WHAT THE TASK REQUIRES
Lay out all of the data below as a two-column CSV with the header input,output, where each row pairs one input text with its answer. Wrap every field in double quotes and replace any line breaks inside a field with spaces.

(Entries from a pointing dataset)
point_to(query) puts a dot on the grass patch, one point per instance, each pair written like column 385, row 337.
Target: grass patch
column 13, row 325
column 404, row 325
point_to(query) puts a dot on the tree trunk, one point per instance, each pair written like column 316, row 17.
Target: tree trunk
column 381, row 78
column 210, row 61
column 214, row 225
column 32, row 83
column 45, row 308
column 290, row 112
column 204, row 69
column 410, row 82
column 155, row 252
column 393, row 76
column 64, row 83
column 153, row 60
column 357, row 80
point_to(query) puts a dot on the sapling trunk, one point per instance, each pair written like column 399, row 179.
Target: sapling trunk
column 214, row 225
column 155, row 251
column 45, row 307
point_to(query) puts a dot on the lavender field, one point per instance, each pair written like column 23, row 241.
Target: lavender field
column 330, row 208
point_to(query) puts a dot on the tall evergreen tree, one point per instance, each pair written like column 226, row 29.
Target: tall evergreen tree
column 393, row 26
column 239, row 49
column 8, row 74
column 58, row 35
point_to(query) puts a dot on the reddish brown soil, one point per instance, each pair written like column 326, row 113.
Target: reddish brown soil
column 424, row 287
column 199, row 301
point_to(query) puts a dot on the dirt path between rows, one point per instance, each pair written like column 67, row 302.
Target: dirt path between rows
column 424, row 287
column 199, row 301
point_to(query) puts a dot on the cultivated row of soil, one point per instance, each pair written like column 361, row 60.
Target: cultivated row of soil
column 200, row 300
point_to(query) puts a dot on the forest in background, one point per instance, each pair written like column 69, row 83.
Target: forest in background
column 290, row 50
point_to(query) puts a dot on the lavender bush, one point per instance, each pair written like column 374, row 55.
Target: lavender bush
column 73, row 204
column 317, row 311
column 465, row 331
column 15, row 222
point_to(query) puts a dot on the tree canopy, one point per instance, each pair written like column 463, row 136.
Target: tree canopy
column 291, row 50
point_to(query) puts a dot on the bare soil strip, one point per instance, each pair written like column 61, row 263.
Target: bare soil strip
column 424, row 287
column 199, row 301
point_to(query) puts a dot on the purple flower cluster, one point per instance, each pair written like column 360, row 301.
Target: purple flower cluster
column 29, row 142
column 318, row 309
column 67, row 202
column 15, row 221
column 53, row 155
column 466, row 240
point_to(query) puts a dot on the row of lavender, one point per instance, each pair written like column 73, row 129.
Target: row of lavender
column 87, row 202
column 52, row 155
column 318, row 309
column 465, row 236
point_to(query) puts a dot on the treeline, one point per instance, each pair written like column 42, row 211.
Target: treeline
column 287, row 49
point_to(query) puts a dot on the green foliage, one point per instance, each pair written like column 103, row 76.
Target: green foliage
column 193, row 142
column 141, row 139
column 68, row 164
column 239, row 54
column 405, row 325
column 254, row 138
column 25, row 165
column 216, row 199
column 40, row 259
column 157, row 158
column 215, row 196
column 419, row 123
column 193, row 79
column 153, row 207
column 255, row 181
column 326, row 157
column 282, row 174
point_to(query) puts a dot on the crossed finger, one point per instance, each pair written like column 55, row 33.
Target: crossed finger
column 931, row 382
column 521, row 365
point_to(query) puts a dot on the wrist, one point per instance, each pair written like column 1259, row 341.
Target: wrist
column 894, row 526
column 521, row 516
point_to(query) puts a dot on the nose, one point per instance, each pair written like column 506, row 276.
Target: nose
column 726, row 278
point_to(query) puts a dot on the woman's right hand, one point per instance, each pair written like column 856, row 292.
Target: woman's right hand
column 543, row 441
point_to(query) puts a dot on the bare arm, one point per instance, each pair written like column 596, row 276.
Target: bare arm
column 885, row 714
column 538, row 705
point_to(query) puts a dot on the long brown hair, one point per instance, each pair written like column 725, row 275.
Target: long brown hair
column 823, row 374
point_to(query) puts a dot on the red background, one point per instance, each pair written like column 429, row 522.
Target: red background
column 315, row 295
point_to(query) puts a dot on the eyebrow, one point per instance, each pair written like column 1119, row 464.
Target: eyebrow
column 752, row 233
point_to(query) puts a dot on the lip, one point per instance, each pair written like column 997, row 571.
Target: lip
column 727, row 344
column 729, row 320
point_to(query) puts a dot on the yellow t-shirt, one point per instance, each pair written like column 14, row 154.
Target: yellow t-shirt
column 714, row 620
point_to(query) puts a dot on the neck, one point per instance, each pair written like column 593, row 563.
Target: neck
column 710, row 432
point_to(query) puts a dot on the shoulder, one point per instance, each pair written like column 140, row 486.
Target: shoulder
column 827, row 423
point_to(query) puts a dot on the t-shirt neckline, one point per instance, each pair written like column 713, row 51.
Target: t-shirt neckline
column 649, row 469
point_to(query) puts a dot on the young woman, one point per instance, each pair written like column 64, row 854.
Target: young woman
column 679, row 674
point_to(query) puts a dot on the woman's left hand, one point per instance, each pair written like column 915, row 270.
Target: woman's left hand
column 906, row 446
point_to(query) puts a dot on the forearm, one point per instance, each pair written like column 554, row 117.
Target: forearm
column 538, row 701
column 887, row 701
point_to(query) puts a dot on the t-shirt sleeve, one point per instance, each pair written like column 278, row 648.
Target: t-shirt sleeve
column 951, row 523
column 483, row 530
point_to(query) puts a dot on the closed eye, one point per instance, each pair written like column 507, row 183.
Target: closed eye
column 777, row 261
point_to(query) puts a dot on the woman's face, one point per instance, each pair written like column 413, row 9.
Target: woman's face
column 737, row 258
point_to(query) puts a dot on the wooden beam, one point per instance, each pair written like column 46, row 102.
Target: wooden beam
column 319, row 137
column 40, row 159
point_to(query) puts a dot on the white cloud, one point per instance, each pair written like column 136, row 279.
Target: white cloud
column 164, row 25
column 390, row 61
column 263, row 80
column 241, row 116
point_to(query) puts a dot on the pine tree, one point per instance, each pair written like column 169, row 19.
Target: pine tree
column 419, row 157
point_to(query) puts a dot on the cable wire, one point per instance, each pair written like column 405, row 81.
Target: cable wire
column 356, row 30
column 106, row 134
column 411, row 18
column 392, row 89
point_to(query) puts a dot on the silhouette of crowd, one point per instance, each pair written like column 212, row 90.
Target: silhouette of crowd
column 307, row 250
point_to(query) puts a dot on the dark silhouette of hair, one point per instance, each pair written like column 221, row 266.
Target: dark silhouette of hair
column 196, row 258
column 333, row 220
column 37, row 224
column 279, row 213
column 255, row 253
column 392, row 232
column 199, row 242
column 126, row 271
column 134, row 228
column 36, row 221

RESULT OF THE EXERCISE
input,output
"point_to(query) puts a dot on the grass patch, one point per instance, each pair written like column 385, row 337. Target: grass patch","column 13, row 325 column 404, row 325"
"point_to(query) puts a dot on the tree trunk, one point per instance, each pair written like column 316, row 17. Target: tree trunk","column 381, row 78 column 210, row 61 column 214, row 225 column 32, row 83 column 45, row 308 column 290, row 112 column 204, row 69 column 410, row 82 column 155, row 252 column 393, row 76 column 64, row 83 column 153, row 60 column 357, row 80"
"point_to(query) puts a dot on the sapling trunk, one point per instance, each pair written like column 399, row 179. Target: sapling trunk","column 214, row 225 column 155, row 251 column 45, row 307"
"point_to(query) puts a dot on the lavender field, one point per instance, each pair written like column 23, row 241. Target: lavender field","column 330, row 208"
"point_to(query) puts a dot on the tall evergreen tree, one point per instance, each pair written like column 226, row 29. Target: tall evergreen tree","column 393, row 26 column 239, row 49 column 8, row 74 column 58, row 35"
"point_to(query) puts a dot on the reddish brown soil, one point per instance, each pair written like column 326, row 113. Target: reddish brown soil","column 424, row 287 column 199, row 301"
"point_to(query) puts a dot on the dirt path between rows, one point per instance, each pair written like column 67, row 302. Target: dirt path between rows","column 424, row 287 column 199, row 301"
"point_to(query) puts a dot on the cultivated row of soil, one point per instance, each pair written like column 361, row 60. Target: cultivated row of soil","column 200, row 300"
"point_to(query) puts a dot on the forest in background, one point per instance, each pair written like column 69, row 83. Target: forest in background","column 290, row 50"
"point_to(query) puts a dot on the lavender bush, one point per instance, each pair written like column 374, row 55. Target: lavender bush","column 73, row 204 column 317, row 311 column 465, row 331 column 15, row 222"
"point_to(query) puts a dot on the tree canopy, one point per instance, each pair written like column 463, row 136. Target: tree canopy","column 291, row 50"
"point_to(query) puts a dot on the bare soil strip, one point per instance, each pair written like column 61, row 263. Target: bare soil strip","column 424, row 287 column 199, row 301"
"point_to(query) puts a dot on the purple flower cluster, one point per instance, each pair written like column 360, row 301. Target: purple flower cluster","column 29, row 142 column 318, row 309 column 67, row 202 column 15, row 221 column 53, row 155 column 466, row 240"
"point_to(query) puts a dot on the row of lavender, one point per instance, each pair written like column 73, row 129. Target: row of lavender","column 87, row 202 column 52, row 155 column 318, row 309 column 465, row 236"
"point_to(query) puts a dot on the treeline, one point per instance, each pair written like column 42, row 211. Target: treeline","column 287, row 49"
"point_to(query) puts a dot on the green foliage, one point per instance, each pair written like column 103, row 76. Target: green foliage","column 193, row 142 column 141, row 139 column 68, row 164 column 239, row 54 column 405, row 325 column 254, row 138 column 25, row 165 column 216, row 199 column 40, row 259 column 157, row 158 column 215, row 196 column 419, row 123 column 193, row 79 column 153, row 207 column 255, row 181 column 326, row 157 column 282, row 174"
"point_to(query) puts a dot on the crossed finger, one point per instance, each pair written like column 55, row 33. Target: crossed finger","column 931, row 382 column 521, row 365"
"point_to(query) puts a dot on the wrist, one point per instance, each pair written like column 1259, row 341. Target: wrist","column 894, row 526 column 521, row 516"
"point_to(query) puts a dot on the nose, one point per instance, each pair written like column 506, row 276. Target: nose","column 726, row 278"
"point_to(query) puts a dot on the woman's right hand, one point per instance, each pair written like column 856, row 292. Target: woman's right hand","column 543, row 441"
"point_to(query) puts a dot on the bare arm, one point per instance, each pair written like column 596, row 276. Target: bare arm","column 885, row 714 column 538, row 705"
"point_to(query) puts a dot on the long brown hair, one point per instance, each pair written like column 725, row 275. Target: long brown hair","column 823, row 374"
"point_to(query) puts a dot on the red background, one point per instance, each pair written like column 429, row 522. Target: red background","column 315, row 295"
"point_to(query) puts a dot on the eyebrow, one point per instance, each pair written like column 1119, row 464. Target: eyebrow","column 752, row 233"
"point_to(query) puts a dot on the lip, one point per instance, each pair written like column 997, row 571. Target: lip","column 727, row 344 column 729, row 320"
"point_to(query) puts a dot on the yellow t-shirt, one point per instance, each pair written like column 14, row 154. Target: yellow t-shirt","column 714, row 620"
"point_to(query) puts a dot on the neck, one point per instance, each pair written like column 593, row 563. Target: neck","column 710, row 432"
"point_to(query) puts a dot on the shoulder, one point per instance, each pair written like column 140, row 486. Target: shoulder","column 827, row 423"
"point_to(query) puts a dot on the t-shirt neckline, one point per instance, each pair written like column 713, row 51. Target: t-shirt neckline","column 649, row 469"
"point_to(query) puts a dot on the young woman, one point per instance, each pair written like column 64, row 854. Target: young woman","column 679, row 674"
"point_to(query) puts a dot on the woman's left hand, one point per instance, each pair written like column 915, row 270. Target: woman's left hand","column 906, row 446"
"point_to(query) puts a dot on the forearm, one point per instance, each pair written like column 554, row 117. Target: forearm","column 538, row 701 column 887, row 701"
"point_to(query) puts a dot on the t-shirt sleeve, one point per instance, each pair written like column 278, row 648. Target: t-shirt sleeve","column 951, row 523 column 483, row 530"
"point_to(query) puts a dot on the closed eye, one point per instance, each pair written like column 507, row 183. Target: closed eye","column 777, row 261"
"point_to(query) puts a dot on the woman's face, one point per instance, each pair written like column 413, row 9. Target: woman's face","column 737, row 258"
"point_to(query) puts a dot on the wooden beam, one point per instance, each pair written like column 46, row 102. Target: wooden beam","column 319, row 137 column 40, row 159"
"point_to(query) puts a dot on the white cloud, one point per instance, each pair written like column 136, row 279. Target: white cloud","column 164, row 25 column 390, row 61 column 263, row 80 column 241, row 116"
"point_to(query) puts a dot on the pine tree, one point per instance, each pair written like column 169, row 19. Target: pine tree","column 419, row 157"
"point_to(query) puts a dot on the cable wire, one point per instance, each pair written like column 405, row 81. Target: cable wire","column 356, row 30 column 106, row 134 column 411, row 18 column 392, row 89"
"point_to(query) puts a dot on the silhouette of crowd, one point per instance, each pair written like column 212, row 90. Target: silhouette of crowd","column 307, row 250"
"point_to(query) puts a dot on the dark silhouette of hair, one point per instance, each pair written like column 221, row 266. Target: dark silhouette of hair","column 196, row 258 column 333, row 220 column 37, row 224 column 279, row 213 column 255, row 253 column 392, row 232 column 199, row 242 column 126, row 271 column 134, row 228 column 36, row 221"